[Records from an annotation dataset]

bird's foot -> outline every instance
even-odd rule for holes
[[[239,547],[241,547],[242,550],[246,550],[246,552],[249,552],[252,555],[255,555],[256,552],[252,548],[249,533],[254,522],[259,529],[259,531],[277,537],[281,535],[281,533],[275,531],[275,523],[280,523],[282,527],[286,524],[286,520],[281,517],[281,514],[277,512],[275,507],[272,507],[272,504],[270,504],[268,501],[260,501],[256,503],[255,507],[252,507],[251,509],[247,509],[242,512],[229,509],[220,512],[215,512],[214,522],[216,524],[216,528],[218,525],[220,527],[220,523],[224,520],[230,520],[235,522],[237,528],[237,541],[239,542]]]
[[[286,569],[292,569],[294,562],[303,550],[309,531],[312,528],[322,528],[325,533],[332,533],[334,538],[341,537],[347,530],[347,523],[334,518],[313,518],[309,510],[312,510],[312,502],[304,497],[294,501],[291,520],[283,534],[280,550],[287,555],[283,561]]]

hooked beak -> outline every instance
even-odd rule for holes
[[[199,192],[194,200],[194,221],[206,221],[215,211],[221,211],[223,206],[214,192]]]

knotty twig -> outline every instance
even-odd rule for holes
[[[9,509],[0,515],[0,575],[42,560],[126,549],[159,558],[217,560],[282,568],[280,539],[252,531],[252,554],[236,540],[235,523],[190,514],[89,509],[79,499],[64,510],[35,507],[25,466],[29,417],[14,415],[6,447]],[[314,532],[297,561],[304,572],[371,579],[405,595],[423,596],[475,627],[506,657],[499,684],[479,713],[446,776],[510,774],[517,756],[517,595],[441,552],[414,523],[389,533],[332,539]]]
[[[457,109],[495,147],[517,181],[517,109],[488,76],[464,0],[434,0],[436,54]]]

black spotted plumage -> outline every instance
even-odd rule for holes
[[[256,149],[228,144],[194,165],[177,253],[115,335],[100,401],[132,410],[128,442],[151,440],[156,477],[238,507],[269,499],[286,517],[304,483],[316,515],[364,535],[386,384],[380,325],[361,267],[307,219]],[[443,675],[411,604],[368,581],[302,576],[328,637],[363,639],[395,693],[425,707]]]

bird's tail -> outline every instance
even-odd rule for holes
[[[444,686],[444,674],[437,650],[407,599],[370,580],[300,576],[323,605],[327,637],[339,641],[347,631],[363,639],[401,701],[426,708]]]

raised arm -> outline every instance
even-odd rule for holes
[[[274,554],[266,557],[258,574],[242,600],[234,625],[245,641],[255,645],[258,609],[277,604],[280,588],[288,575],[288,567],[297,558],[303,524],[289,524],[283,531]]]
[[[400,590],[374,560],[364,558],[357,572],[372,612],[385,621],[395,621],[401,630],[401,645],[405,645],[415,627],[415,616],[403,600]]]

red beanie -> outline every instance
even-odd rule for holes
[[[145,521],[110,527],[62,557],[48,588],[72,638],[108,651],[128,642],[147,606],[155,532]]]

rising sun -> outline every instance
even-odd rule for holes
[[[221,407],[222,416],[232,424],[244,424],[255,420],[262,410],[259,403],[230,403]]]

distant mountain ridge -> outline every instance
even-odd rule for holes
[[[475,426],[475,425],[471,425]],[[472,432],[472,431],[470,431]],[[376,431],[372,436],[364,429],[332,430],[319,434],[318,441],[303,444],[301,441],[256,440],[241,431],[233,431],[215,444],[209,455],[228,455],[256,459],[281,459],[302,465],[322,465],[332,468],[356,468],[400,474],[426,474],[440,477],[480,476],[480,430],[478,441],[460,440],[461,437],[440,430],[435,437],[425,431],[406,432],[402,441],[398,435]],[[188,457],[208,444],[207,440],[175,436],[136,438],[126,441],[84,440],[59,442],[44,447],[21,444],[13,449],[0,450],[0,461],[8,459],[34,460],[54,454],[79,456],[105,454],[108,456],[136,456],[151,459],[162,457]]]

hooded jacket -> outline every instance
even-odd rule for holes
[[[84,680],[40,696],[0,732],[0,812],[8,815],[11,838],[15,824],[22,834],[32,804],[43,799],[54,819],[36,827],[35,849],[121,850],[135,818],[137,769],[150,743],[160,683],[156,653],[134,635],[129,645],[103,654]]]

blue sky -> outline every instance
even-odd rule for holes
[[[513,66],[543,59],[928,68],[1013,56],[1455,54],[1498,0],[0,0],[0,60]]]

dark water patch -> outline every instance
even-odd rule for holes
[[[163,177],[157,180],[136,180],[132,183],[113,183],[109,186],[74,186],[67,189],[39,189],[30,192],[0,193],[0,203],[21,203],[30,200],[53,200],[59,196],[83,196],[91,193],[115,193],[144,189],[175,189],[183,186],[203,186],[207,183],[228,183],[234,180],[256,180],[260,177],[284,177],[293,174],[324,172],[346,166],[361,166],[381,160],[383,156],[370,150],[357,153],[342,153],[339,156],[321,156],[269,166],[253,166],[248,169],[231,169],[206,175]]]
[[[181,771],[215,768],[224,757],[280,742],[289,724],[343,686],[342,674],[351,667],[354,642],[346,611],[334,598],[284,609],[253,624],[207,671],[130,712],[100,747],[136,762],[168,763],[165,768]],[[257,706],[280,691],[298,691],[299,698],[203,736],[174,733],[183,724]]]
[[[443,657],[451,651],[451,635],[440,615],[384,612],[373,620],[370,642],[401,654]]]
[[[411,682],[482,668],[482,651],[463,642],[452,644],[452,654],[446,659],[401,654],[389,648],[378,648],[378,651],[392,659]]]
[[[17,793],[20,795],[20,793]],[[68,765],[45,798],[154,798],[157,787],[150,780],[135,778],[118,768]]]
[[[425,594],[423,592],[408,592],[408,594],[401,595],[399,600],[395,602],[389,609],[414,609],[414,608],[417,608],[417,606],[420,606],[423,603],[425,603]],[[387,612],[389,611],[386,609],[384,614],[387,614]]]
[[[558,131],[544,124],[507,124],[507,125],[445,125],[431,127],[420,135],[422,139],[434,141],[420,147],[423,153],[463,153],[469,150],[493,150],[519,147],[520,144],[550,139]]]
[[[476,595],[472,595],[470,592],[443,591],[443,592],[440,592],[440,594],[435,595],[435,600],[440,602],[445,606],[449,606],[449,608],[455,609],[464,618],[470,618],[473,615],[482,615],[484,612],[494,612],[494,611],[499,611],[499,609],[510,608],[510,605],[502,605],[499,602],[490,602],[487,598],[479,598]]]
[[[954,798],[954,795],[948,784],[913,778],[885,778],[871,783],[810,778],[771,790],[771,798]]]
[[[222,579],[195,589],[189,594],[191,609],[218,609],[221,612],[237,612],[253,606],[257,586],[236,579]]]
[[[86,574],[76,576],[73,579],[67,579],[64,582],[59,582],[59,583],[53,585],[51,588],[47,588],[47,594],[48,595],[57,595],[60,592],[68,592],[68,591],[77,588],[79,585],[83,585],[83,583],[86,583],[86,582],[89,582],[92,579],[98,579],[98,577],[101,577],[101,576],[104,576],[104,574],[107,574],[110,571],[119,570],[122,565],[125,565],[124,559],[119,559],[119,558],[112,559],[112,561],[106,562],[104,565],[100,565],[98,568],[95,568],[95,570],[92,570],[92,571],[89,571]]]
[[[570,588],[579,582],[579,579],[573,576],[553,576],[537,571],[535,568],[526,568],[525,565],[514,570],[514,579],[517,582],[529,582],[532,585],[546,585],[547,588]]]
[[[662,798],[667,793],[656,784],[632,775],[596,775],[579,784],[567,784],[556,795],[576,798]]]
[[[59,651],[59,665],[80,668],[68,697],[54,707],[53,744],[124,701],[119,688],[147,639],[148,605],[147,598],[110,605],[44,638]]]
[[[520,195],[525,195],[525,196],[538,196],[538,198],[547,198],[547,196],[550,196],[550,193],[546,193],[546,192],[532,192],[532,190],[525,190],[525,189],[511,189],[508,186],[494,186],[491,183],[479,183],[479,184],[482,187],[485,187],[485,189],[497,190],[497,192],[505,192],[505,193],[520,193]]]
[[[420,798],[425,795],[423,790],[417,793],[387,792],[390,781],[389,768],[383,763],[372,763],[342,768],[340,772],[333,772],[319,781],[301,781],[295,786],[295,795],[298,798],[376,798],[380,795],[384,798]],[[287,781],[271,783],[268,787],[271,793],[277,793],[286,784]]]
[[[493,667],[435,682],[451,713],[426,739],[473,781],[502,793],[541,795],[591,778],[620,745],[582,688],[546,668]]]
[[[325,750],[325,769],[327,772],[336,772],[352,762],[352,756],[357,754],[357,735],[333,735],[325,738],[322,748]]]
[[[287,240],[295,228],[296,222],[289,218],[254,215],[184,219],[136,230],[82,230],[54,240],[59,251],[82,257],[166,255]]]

→ **Instruction**
Find each line of the data above that contains the string "bird", and copy those lines out in full.

→ **Result below**
bird's foot -> outline every instance
bird's tail -> outline every instance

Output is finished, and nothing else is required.